On January 26, 2018, at the World Economic Forum in Davos, Switzerland, Trump threatened to withhold aid money from the Palestinians until they return to the peace talks with Israel. The U.S. has contributed over $6 billion in economic and security aid to the Palestinians since the mid-1990s, and around $500 million annually since 2008, mostly for development projects. Trump had already moved to withhold some -- $65 million of $125 million -- of scheduled aid to the UN agency that assists Palestinian refugees.

This threat to withhold money comes on the heels of Trump's December 6, 2017, recognition of Jerusalem as Israel's capital. The process began in 1995, with the passage of the Jerusalem Embassy Act, which required the U.S. to move the embassy from Tel Aviv to Jerusalem by a set deadline, but permitted the move to be put off for six months at a time as long as the President “determines and reports to Congress in advance that such suspension is necessary to protect the national security interests of the United States.” Trump refused to put off the move for another six months. 

Vice President Mike Pence said on his recent trip to Israel that the U.S. will move its embassy by the end of 2019. 

Trump knew or should have known that the U.S. decision to recognize Jerusalem as Israel's capital would inflame the Palestinians as well as much of the rest of the world as the Palestinians want Israeli-occupied East Jerusalem as the capital of their future state and want this decision to be determined in peace negotiations. Thus, the U.S. and Israel should have known that the Jerusalem decision would ruin any chance for a restart of peace negotiations and end any chance of the U.S. mediating any such negotiations.

§

Stated goal 1
Can you repeat the passage on Jerusalem and U.S. aid to the Palestinians word for word, from "Vice President Mike" up to and including "any such negotiations."?
Stated goal 2
Could you write the next part of the passage on Jerusalem and U.S. aid to the Palestinians, starting after its last sentence?

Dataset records
§

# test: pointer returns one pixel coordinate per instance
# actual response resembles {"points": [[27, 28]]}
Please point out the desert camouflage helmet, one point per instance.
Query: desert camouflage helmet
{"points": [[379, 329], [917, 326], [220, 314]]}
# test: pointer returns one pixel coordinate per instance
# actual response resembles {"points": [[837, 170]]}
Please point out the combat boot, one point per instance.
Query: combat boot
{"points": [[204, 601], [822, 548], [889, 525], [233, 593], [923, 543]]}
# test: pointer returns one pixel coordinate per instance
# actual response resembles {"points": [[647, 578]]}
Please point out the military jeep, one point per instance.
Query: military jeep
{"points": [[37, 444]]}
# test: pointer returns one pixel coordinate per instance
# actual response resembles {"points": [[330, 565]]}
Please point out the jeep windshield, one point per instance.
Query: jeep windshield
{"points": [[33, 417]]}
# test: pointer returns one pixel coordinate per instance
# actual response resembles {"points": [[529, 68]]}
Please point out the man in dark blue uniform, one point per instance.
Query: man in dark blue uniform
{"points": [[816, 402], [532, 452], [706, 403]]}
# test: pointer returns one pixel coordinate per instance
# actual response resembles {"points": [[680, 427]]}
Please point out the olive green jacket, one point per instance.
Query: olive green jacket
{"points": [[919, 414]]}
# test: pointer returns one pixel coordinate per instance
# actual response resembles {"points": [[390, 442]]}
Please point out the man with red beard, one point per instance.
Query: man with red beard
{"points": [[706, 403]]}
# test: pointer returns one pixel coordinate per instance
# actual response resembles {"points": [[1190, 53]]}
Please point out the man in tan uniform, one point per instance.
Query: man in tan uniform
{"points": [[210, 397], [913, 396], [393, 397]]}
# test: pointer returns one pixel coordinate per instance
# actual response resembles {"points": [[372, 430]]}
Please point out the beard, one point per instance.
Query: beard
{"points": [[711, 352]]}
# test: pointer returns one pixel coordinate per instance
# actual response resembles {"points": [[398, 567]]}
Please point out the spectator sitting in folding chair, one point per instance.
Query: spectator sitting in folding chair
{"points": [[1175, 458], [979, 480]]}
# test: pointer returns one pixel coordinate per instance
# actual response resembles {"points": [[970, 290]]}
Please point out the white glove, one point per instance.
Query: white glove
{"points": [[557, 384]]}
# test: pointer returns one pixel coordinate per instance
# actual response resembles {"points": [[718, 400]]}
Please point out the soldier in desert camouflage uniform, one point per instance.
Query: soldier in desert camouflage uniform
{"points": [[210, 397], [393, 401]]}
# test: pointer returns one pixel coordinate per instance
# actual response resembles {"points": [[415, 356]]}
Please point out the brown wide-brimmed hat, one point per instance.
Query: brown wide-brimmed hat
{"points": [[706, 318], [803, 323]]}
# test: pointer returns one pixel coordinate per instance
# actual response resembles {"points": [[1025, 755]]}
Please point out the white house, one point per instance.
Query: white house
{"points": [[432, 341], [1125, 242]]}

§

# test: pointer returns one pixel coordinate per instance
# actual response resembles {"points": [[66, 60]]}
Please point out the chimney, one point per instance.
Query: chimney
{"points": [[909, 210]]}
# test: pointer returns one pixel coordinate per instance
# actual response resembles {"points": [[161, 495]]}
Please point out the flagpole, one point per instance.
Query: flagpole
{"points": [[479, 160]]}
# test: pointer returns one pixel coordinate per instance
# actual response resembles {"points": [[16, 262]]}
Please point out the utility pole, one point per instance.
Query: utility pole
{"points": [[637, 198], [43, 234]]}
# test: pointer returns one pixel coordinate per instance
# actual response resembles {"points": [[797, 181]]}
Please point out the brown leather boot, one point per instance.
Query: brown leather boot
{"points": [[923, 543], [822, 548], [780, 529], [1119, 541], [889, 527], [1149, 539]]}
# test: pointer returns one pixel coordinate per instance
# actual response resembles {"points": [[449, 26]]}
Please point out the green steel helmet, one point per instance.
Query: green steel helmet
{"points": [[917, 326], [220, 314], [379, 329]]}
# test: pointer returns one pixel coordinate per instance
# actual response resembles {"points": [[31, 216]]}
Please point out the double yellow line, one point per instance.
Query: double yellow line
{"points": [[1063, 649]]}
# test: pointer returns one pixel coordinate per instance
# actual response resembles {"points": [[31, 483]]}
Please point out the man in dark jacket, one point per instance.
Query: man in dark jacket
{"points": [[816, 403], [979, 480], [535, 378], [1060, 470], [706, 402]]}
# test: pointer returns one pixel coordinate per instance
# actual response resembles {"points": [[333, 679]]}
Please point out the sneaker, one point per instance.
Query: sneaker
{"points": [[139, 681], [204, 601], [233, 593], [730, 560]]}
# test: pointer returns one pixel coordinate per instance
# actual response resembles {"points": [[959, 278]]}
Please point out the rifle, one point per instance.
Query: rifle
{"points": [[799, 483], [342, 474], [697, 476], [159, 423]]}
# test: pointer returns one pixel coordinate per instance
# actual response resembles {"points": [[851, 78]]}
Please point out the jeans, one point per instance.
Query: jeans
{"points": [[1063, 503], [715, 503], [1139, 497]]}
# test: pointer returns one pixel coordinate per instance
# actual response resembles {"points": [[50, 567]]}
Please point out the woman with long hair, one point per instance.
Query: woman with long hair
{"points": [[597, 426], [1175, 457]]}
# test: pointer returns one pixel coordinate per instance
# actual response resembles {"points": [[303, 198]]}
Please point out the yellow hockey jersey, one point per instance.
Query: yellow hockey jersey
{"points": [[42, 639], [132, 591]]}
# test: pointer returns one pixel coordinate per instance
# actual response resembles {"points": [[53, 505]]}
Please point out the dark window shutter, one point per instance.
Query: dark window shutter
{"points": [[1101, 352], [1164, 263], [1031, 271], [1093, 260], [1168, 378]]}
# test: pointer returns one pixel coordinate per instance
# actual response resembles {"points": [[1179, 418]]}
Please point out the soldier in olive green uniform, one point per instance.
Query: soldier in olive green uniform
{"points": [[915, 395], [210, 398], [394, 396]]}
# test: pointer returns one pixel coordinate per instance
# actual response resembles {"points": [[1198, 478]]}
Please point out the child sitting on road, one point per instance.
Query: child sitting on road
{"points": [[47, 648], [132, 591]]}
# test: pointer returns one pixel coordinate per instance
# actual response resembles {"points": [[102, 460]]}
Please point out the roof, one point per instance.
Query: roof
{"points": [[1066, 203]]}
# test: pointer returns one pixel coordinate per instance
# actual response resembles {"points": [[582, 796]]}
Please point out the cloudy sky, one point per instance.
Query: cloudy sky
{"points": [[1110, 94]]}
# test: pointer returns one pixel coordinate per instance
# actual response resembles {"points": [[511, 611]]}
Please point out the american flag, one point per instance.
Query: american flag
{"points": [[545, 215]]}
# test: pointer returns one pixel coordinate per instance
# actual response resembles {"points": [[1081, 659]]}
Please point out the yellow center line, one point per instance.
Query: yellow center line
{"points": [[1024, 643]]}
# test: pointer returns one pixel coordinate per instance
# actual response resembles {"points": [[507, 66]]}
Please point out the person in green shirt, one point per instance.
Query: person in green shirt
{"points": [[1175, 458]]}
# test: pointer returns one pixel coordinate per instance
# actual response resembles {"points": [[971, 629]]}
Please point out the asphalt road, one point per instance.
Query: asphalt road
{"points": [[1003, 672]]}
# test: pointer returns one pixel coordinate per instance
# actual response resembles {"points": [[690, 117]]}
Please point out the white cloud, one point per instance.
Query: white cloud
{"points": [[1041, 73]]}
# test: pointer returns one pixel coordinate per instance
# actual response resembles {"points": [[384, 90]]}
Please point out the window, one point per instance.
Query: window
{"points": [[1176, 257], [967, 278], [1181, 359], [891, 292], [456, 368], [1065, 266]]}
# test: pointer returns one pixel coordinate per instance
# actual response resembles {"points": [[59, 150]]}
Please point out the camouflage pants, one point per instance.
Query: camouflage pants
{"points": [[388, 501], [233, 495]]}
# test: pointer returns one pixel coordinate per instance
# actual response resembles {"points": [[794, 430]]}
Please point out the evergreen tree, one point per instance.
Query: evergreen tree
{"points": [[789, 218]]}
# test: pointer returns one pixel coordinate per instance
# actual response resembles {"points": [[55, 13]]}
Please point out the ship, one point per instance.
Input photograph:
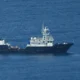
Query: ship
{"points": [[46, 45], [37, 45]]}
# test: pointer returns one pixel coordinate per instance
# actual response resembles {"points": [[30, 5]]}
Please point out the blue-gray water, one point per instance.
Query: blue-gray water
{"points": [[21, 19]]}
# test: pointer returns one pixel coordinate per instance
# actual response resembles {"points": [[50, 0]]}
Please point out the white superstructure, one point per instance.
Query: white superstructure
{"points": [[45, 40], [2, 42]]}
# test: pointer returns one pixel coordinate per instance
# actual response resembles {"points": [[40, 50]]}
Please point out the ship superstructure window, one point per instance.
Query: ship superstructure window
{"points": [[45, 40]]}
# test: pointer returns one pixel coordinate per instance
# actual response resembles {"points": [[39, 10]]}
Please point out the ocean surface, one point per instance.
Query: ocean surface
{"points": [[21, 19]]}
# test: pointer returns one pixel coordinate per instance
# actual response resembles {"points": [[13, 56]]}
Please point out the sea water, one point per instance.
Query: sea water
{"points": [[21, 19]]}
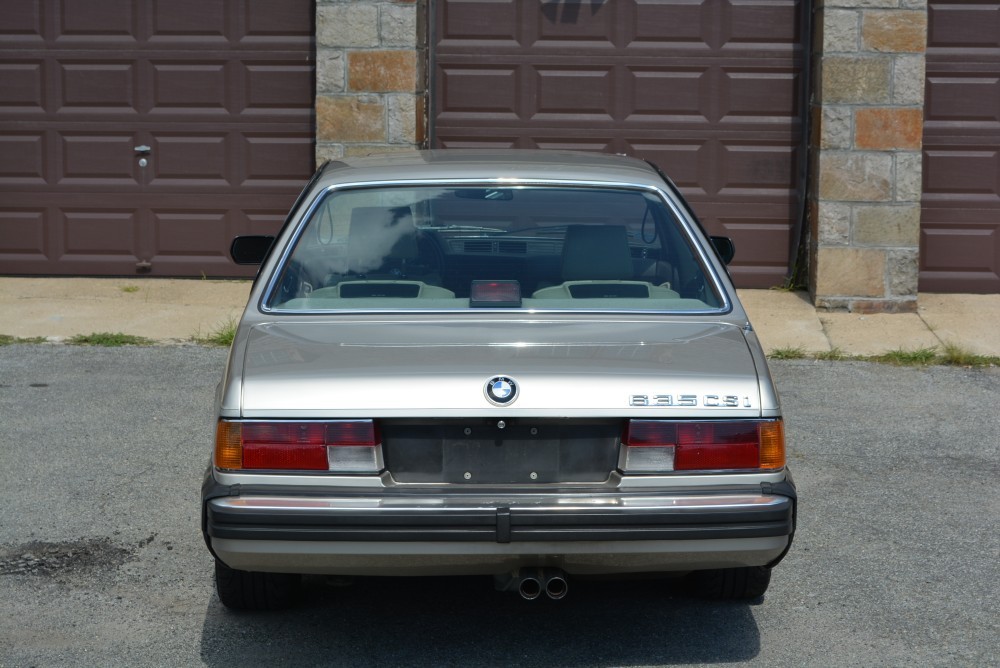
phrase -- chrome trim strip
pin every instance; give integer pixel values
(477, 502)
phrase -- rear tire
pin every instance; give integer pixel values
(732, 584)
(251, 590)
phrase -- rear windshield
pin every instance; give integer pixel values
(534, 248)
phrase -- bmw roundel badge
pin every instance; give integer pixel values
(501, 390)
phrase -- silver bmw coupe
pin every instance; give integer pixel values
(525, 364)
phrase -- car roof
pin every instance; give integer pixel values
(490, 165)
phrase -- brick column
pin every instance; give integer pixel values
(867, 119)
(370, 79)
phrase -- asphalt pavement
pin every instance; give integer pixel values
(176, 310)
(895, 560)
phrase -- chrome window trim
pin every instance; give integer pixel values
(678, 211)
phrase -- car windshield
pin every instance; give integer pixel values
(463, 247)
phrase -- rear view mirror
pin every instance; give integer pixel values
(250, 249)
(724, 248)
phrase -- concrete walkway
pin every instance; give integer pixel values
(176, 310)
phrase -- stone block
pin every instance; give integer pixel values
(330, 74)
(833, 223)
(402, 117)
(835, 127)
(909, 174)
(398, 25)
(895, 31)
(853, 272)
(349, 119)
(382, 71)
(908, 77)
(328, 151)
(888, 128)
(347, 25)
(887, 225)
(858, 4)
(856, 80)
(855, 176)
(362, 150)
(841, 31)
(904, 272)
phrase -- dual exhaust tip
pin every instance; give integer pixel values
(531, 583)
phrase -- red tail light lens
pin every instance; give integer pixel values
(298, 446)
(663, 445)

§

Final result 1
Vice President Mike Pence said on his recent trip to Israel that the U.S. will move its embassy by the end of 2019. 

Trump knew or should have known that the U.S. decision to recognize Jerusalem as Israel's capital would inflame the Palestinians as well as much of the rest of the world as the Palestinians want Israeli-occupied East Jerusalem as the capital of their future state and want this decision to be determined in peace negotiations. Thus, the U.S. and Israel should have known that the Jerusalem decision would ruin any chance for a restart of peace negotiations and end any chance of the U.S. mediating any such negotiations.

Final result 2
Now, the U.S. threat to withhold funds for the Palestinians will probably inflame the Palestinians and Arab world even more and further jeopardize the standing of the U.S. as a mediator in any future peace talks. 

Even before the threat to withhold aid money to the Palestinians and recognition of Jerusalem as Israel's capital, many had already concluded that U.S. efforts to restart peace negotiations were doomed to failure because the Trump administration does not have a clear vision for that peace and Trump lacks even the most basic understanding of what he really wants to achieve. In addition, it is unclear how he would sustain efforts to achieve a peace deal with so much instability in his own administration. In order for Trump to succeed, he would have to make it clear that he is committed to the two-state solution and he needs to reject Israel's settlement expansions in the West Bank.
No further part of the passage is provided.